:: Texto base ::
O governo tucano do Estado de São Paulo anunciou em 2015 o programa denominado de “reorganização escolar”. Até então estaria tudo bem, pois é público e notório que as escolas do Estado necessitam ser reorganizadas mesmo, principalmente com a melhoria do ensino oferecido aos alunos e às condições salariais dos profissionais que lá atuam.

Para ilustrar essa análise, vamos a alguns dados interessantes sobre a educação no Estado de São Paulo, frisando, desde já, que estamos tratando do maior Estado do país, o mais rico, que concentra um PIB de R$ 1,349 trilhões, enquanto o segundo colocado, o Estado do Rio de Janeiro, tem apenas R$ 462 bilhões. Observem a distância nos números da economia.

Na educação, nem de longe os números refletem a diferença do PIB, nem em qualidade, nem em salários pagos aos profissionais. Segundo pesquisa na internet, o Estado de São Paulo tem um piso salarial para os seus professores de R$ 1.894,12, e, comparando com o Distrito Federal, o maior Estado perde feio, pois o Distrito Federal, um pequeno Estado (tem o 7º lugar no PIB), paga aos seus profissionais R$ 2.260,08.

A qualidade da educação também deixa muito a desejar, merecendo ser reorganizada mesmo, com seriedade e força, mas sem desorganizar, sem causar pânico, de forma transparente e lúcida. O PISA, que é um dos mais importantes testes internacionais da educação, dá ao Estado de São Paulo, 404 pontos em matemática. Comparando com o Estado de Shangai, na China, o número chega a ser vergonhoso. O Estado chinês, muito mais populoso, com certeza, faz 613 pontos em matemática. No Brasil, no ranking do PISA, o maior Estado brasileiro fica em 7º lugar, atrás de Estados pobres, como é o caso do Espírito Santo, que ficou em primeiro, Rio Grande do Norte e Mato Grosso. Note-se que o Estado de Alagoas, último no PISA do Brasil, fez 342 pontos, ou seja, não muito longe dos 404 dos paulistas.

O IDEB de São Paulo é bom, se analisado perante os demais Estados brasileiros, porém, os números divulgados em 2014, referentes a 2013, marcam para São Paulo 4,1 pontos, que são idênticos aos números do ano de 2011. Significando dizer que, ao contrário do previsto e imaginário, de 2011 a 2013 a educação de São Paulo não evoluiu.

:: Instruções ::
A - De acordo com o texto sobre a educação paulista, quantos pontos o Estado de São Paulo obteve em matemática no PISA?
B - Transcreva do texto sobre a educação paulista o trecho que começa com "A qualidade da" e segue até "404 dos paulistas.", inclusive.
C - Indique se cada afirmação concorda com o texto sobre a educação paulista, citando as palavras que decidem a resposta.
(i) O piso salarial dos professores do Distrito Federal é maior que o de São Paulo.
(ii) No ranking brasileiro do PISA, o Espírito Santo ficou em primeiro lugar.
(iii) O IDEB de São Paulo cresceu entre 2011 e 2013.

:: Registros armazenados ::

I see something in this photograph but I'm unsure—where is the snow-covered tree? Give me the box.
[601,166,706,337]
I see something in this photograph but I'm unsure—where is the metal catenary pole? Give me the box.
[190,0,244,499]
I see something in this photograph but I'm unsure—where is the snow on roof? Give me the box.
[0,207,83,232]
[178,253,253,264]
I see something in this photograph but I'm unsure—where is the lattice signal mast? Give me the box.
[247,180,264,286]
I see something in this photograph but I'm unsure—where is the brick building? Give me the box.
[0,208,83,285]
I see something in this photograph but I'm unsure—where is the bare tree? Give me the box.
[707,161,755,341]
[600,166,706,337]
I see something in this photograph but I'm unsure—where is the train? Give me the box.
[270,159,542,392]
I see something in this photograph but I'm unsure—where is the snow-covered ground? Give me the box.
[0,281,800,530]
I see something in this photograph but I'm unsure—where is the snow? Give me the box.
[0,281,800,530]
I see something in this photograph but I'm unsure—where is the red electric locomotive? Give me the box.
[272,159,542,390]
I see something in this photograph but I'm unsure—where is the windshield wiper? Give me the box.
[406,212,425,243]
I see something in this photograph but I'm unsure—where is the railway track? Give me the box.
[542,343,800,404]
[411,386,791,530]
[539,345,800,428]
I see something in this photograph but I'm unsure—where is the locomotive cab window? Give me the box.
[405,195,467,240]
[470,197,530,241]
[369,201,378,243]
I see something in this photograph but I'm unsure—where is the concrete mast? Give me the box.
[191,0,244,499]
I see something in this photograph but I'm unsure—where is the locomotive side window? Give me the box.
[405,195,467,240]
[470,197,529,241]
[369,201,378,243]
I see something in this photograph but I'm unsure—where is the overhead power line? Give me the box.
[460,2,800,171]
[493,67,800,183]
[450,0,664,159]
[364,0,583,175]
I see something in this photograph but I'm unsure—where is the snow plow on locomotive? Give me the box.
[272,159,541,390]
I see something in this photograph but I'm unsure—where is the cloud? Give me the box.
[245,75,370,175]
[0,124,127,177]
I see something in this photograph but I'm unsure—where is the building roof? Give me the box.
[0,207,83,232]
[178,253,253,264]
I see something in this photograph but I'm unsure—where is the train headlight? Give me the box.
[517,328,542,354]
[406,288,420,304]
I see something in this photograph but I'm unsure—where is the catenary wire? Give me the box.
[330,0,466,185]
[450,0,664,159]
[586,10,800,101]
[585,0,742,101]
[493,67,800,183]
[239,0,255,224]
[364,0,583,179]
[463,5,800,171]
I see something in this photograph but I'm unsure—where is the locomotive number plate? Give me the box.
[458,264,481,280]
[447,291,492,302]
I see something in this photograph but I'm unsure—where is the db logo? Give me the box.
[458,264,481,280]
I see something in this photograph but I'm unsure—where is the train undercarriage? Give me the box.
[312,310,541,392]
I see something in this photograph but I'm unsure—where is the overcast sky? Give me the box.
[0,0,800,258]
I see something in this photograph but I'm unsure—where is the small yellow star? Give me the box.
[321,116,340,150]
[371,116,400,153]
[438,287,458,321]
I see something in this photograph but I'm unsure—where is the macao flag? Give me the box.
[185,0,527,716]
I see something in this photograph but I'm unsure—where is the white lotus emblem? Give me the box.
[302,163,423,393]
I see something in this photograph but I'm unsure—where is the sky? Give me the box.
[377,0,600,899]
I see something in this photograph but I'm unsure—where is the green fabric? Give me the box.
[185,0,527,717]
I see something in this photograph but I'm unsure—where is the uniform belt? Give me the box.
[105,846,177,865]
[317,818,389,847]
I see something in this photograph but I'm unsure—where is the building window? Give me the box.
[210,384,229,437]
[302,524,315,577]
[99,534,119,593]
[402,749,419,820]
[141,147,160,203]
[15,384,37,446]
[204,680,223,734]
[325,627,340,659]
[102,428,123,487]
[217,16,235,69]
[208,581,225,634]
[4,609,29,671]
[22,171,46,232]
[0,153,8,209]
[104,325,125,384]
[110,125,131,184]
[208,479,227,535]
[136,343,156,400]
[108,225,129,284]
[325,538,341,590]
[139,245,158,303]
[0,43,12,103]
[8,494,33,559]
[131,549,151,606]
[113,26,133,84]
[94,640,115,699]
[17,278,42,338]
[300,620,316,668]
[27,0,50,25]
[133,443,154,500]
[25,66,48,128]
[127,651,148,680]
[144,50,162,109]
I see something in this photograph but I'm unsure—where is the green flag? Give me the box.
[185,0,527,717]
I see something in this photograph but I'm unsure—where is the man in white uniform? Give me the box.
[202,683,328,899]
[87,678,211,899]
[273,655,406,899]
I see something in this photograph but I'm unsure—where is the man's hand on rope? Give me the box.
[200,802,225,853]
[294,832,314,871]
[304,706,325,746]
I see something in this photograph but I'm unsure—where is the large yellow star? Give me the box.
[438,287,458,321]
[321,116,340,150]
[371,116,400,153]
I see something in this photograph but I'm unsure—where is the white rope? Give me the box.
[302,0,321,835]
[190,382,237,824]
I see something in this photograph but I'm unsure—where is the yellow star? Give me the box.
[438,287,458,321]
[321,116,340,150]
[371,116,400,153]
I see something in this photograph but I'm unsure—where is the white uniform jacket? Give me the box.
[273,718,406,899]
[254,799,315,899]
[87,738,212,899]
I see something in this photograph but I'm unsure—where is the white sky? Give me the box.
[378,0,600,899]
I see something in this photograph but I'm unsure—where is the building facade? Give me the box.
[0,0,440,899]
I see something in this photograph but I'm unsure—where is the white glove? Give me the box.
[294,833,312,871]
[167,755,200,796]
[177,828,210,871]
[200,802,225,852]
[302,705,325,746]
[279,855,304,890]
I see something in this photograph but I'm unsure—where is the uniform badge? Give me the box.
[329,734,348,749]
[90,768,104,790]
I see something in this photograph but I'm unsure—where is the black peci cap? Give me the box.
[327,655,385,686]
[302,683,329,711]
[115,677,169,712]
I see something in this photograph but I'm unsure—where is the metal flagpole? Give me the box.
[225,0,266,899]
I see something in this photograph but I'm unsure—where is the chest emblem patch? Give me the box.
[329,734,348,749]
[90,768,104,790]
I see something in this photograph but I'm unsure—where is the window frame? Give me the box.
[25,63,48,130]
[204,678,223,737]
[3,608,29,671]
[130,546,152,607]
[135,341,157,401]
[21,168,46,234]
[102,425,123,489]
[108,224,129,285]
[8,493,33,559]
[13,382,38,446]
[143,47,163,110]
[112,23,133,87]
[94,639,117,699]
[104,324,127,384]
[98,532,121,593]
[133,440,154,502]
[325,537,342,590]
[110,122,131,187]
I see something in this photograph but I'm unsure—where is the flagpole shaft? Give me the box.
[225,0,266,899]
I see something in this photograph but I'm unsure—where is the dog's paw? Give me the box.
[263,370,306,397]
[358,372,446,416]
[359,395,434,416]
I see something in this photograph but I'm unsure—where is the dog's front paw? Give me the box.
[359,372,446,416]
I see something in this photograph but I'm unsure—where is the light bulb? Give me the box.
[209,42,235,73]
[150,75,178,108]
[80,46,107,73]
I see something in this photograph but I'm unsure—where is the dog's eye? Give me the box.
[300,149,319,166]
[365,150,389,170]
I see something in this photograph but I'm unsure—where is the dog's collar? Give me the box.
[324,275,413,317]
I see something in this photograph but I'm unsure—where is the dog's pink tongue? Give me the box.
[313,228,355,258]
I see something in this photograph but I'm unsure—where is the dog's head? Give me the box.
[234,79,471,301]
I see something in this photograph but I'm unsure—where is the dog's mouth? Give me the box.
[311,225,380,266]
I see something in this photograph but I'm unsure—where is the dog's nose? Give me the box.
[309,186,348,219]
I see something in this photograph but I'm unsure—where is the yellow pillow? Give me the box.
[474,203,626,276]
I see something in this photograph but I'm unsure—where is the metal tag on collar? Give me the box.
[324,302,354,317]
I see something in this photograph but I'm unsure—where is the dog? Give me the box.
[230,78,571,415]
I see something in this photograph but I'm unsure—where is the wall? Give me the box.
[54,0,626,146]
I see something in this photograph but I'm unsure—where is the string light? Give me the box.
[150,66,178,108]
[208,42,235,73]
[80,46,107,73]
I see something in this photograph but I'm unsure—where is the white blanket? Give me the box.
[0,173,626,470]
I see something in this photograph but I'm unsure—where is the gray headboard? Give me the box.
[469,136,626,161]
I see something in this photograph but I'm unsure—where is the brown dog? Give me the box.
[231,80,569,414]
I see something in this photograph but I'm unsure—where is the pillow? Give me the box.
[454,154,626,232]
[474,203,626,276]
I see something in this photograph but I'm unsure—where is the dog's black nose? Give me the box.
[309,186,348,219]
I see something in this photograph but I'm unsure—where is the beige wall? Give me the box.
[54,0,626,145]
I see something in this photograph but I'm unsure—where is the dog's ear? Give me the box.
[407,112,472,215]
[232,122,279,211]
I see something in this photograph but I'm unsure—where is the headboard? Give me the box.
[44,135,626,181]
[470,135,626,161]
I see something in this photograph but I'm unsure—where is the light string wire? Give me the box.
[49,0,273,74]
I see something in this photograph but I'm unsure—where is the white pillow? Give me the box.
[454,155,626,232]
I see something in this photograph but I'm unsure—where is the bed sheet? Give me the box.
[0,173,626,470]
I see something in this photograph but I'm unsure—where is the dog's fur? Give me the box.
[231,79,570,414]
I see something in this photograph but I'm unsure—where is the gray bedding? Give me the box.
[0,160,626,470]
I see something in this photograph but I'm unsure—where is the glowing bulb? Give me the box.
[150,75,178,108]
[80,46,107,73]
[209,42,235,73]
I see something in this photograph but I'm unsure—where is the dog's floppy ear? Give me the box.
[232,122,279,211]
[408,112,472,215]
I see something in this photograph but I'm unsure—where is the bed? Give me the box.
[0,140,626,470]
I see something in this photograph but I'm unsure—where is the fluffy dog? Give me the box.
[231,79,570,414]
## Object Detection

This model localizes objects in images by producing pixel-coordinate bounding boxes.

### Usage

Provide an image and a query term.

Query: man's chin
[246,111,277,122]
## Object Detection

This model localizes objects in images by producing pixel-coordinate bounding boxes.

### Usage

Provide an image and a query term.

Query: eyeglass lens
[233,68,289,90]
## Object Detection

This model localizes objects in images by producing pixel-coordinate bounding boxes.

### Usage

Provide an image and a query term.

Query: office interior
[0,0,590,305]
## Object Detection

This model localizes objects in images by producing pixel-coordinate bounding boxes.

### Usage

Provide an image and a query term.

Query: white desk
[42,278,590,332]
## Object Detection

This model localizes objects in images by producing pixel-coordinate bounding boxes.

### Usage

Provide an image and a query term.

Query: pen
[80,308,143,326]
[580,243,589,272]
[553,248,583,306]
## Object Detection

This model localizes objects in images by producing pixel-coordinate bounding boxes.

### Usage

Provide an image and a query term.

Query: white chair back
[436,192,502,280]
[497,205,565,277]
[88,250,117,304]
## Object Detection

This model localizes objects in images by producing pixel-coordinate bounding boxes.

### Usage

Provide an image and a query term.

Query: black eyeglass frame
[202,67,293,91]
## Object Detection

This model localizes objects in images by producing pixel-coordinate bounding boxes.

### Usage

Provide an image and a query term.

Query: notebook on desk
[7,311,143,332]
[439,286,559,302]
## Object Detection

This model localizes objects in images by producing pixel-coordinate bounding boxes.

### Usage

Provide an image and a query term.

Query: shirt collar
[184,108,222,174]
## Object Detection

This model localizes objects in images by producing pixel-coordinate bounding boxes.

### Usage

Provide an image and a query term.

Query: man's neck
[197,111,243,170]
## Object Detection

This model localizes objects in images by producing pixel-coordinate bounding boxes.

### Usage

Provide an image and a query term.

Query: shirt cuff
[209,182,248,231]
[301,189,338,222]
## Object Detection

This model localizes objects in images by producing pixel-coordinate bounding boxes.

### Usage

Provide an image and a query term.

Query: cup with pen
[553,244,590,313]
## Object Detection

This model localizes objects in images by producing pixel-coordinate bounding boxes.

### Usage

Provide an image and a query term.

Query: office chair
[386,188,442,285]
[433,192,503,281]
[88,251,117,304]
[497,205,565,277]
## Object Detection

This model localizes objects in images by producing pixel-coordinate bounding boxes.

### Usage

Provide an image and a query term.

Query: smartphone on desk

:: Gabarito ::
A - 404 pontos.

B -
A qualidade da educação também deixa muito a desejar, merecendo ser reorganizada mesmo, com seriedade e força, mas sem desorganizar, sem causar pânico, de forma transparente e lúcida. O PISA, que é um dos mais importantes testes internacionais da educação, dá ao Estado de São Paulo, 404 pontos em matemática. Comparando com o Estado de Shangai, na China, o número chega a ser vergonhoso. O Estado chinês, muito mais populoso, com certeza, faz 613 pontos em matemática. No Brasil, no ranking do PISA, o maior Estado brasileiro fica em 7º lugar, atrás de Estados pobres, como é o caso do Espírito Santo, que ficou em primeiro, Rio Grande do Norte e Mato Grosso. Note-se que o Estado de Alagoas, último no PISA do Brasil, fez 342 pontos, ou seja, não muito longe dos 404 dos paulistas.

C -
(i) Sim: "paga aos seus profissionais R$ 2.260,08".
(ii) Sim: "como é o caso do Espírito Santo, que ficou em primeiro".
(iii) Não: "marcam para São Paulo 4,1 pontos, que são idênticos aos números do ano de 2011".